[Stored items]
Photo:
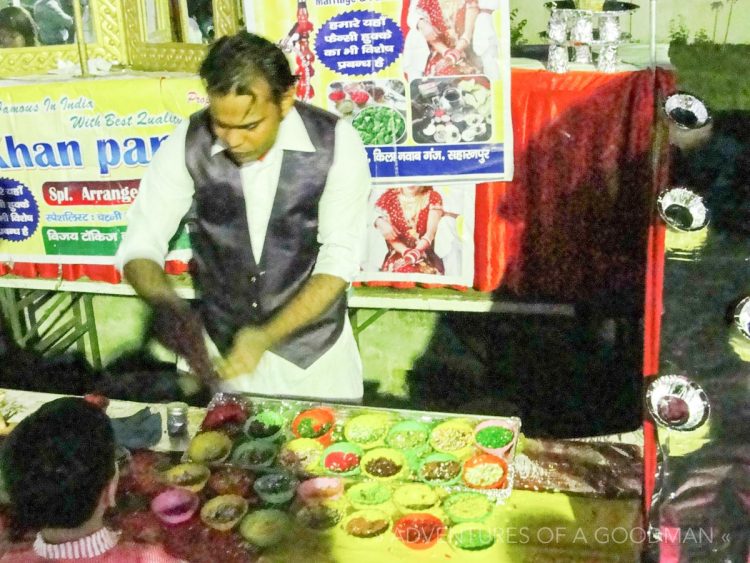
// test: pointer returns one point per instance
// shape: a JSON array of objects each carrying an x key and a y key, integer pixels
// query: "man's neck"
[{"x": 64, "y": 535}]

Exercise instructions
Your task is to repeat the material above exactly, without its pictures.

Complete response
Photo:
// test: pointer returns one point per instance
// shape: a JSON array of objects each carrying an x key and a y key, integer pixels
// query: "man's neck"
[{"x": 64, "y": 535}]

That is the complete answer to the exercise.